» Short task 1
Answer these questions about the animal tracks guide below:
(a) What should little ones turn on before becoming an animal tracker?
(b) Which dangerous animal is named as one to be wary of while tracking?
(c) What two things does the guide say can make footprints tricky to track down?

» Document
============

Animal tracks are a great way to learn about the different creatures in your area –– no matter where you live, there are so many cool creatures to discover! Have your little ones turn on their thinking caps and get ready to become an expert animal tracker with the help of this guide.

Learning about animal tracks will encourage your kids’ love of nature and sense of adventure!

How to Find Animal Tracks with Your Kids


Finding animal tracks with your family is a great way to spend an afternoon in the great outdoors! To help you and your little ones get started, read through these helpful tips on finding and identifying the tracks you may see, or jump to the list of tracks here!

It’s important to protect nature wherever you go! Keep yourself, your family and the animals around you safe by keeping these things in mind:

  • Never get close to a wild animal –– even if it looks friendly or tries to approach you.
  • Leave it where you found it –– don’t take things out of nature that belong there.
  • Don’t leave trash behind –– pick up after yourself if you bring snacks along.
  • Always practice caution –– be wary of dangerous animals like bears while tracking.

Where to Look

When searching for animal tracks, it’s important to know where to look! Depending on where you live and the season, it may be tricky to track down footprints left by mystery creatures!

============

» Short task 2
Pull out every line of the listing below that contains the word "jacket".

============

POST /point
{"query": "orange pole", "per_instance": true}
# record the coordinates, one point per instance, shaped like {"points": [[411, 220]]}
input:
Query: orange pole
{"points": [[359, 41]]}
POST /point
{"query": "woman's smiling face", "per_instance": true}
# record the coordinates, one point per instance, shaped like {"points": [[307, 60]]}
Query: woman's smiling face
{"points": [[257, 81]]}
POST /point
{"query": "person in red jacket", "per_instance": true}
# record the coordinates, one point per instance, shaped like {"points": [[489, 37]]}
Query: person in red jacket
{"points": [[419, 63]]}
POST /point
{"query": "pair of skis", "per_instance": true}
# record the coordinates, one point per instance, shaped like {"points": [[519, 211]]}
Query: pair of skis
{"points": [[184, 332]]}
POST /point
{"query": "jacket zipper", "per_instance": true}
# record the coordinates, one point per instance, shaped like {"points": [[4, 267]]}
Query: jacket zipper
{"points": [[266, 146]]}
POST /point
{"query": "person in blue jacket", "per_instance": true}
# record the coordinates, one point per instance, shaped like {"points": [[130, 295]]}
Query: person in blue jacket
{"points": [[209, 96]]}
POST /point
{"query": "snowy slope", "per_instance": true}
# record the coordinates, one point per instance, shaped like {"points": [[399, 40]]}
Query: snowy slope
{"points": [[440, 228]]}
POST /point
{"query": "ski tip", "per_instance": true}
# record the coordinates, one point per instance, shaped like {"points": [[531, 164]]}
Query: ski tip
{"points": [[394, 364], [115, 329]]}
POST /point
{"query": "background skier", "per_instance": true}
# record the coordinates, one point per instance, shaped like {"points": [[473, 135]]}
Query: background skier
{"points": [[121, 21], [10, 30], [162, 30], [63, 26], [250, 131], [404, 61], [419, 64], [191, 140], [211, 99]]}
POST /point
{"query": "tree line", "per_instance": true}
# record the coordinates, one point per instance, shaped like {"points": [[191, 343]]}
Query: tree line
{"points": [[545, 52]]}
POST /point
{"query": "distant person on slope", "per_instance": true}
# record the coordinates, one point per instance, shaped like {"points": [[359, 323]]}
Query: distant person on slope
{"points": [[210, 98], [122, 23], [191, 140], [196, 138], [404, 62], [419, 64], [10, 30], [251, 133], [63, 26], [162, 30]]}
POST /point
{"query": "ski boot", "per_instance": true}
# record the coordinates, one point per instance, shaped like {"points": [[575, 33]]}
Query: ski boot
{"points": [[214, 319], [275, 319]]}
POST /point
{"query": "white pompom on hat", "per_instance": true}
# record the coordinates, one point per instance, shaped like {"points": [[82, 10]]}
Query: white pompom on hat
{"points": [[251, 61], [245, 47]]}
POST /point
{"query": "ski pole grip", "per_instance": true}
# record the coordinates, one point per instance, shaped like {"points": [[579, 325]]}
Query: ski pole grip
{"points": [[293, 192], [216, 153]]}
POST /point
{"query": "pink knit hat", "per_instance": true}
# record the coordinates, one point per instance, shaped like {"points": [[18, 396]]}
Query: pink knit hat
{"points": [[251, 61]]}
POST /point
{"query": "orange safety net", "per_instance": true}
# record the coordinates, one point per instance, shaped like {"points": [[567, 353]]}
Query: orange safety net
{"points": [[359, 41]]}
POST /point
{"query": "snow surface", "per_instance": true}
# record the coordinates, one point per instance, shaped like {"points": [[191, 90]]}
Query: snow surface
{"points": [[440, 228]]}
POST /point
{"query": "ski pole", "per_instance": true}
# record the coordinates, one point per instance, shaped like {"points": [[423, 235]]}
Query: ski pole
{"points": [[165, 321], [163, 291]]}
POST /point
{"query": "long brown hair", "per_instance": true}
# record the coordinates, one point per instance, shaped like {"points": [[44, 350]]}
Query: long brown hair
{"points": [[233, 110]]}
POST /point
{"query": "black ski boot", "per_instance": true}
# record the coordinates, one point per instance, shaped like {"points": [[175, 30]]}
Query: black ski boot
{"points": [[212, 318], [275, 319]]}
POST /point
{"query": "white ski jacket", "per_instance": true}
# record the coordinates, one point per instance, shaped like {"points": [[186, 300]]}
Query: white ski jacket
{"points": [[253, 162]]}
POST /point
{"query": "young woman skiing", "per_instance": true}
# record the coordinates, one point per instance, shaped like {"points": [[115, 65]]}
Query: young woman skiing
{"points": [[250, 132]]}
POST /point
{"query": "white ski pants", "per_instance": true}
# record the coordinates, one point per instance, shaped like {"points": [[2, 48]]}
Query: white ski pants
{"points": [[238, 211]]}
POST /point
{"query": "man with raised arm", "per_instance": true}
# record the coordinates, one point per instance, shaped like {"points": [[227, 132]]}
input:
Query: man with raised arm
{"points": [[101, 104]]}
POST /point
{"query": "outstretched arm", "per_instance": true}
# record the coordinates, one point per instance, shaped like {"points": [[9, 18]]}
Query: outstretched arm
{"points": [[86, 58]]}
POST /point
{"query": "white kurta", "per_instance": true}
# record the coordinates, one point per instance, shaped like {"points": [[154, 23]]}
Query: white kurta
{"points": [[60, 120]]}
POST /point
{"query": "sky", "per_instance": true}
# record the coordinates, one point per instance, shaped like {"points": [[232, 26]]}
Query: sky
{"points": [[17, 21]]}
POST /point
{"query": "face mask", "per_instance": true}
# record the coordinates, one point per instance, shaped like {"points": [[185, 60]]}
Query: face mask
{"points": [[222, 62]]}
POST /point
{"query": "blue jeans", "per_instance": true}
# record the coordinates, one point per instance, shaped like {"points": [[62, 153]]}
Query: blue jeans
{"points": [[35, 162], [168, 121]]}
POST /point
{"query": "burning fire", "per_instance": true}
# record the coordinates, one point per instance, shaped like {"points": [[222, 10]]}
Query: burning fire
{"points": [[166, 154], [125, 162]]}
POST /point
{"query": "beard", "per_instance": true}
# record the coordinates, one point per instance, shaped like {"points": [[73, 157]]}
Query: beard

============

» Full response 1
(a) Their thinking caps.
(b) Bears.
(c) Where you live and the season.

» Full response 2
{"query": "person in red jacket", "per_instance": true}
Query: person in red jacket
{"query": "jacket zipper", "per_instance": true}
Query: jacket zipper
{"query": "person in blue jacket", "per_instance": true}
Query: person in blue jacket
{"query": "white ski jacket", "per_instance": true}
Query: white ski jacket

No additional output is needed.